** DIRECTIONS **
• a. Please transcribe the passage on Waldemar, Lord of Rostock, starting at "Lord of Rostock from 1278 to" and ending at "Nicholas ruled alone.".
• b. Answer these questions from the passage on Waldemar, Lord of Rostock:
(i) Where was Waldemar buried?
(ii) Whom did he marry?
(iii) From what year did his youngest son Nicholas rule alone?
TEXT BLOCK: Begin
- Born: Before 1241
- Died: 9 November 1282
- Buried: Doberan Minster
- Noble family: House of Mecklenburg
- Spouse: Agnes of Holstein-Kiel
- Father: Henry Borwin III, Lord of Rostock
- Mother: Sophia of Sweden

= Waldemar, Lord of Rostock =

Lord of Rostock from 1278 to 1282

Waldemar, Lord of Rostock (before 1241 - 9 November 1282) was the ruling Lord of Rostock from 1278 until his death.

He was the second eldest son of Hernry Borwin III and his wife Sophia (d. before 24 June 1241), the daughter of King Erik Knutsson of Sweden. His elder brother John died before his father, so after his father's death, Waldemar inherited Rostock and ruled alone. He died on 9 November 1282, or possibly one day later. He was buried in the Doberan Minster.

According to some sources, he went blind some time before his death and divided his territory between his sons. His sons ruled under the regency of their mother until 1284. From 1286, his youngest son Nicholas ruled alone.
TEXT BLOCK: End
INFORMATION PROVIDED: Begin
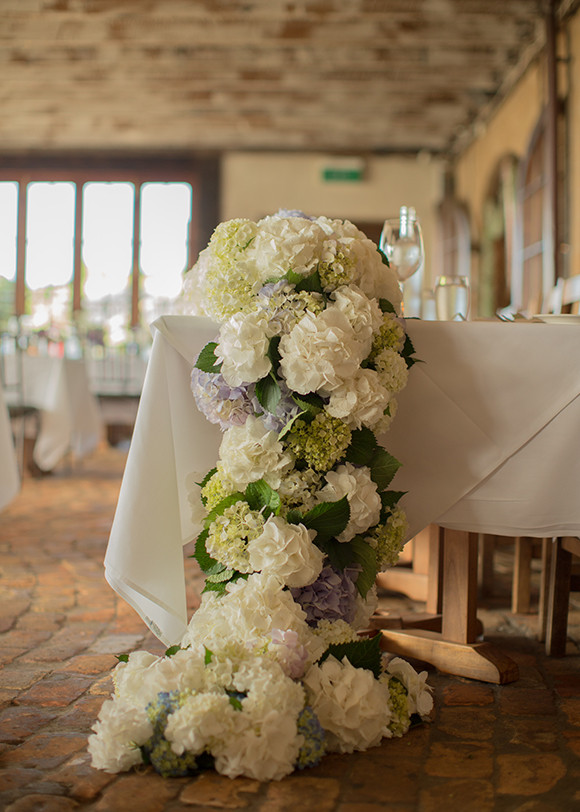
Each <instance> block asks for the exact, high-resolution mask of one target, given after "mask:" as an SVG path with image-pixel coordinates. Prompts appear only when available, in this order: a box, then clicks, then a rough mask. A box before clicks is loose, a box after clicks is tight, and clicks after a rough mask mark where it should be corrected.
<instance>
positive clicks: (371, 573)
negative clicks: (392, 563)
INFORMATION PROVIDED: End
** COMPLETED EXERCISE **
• a.
Lord of Rostock from 1278 to 1282

Waldemar, Lord of Rostock (before 1241 - 9 November 1282) was the ruling Lord of Rostock from 1278 until his death.

He was the second eldest son of Hernry Borwin III and his wife Sophia (d. before 24 June 1241), the daughter of King Erik Knutsson of Sweden. His elder brother John died before his father, so after his father's death, Waldemar inherited Rostock and ruled alone. He died on 9 November 1282, or possibly one day later. He was buried in the Doberan Minster.

According to some sources, he went blind some time before his death and divided his territory between his sons. His sons ruled under the regency of their mother until 1284. From 1286, his youngest son Nicholas ruled alone.

• b.
(i) Doberan Minster
(ii) Agnes of Holstein-Kiel
(iii) 1286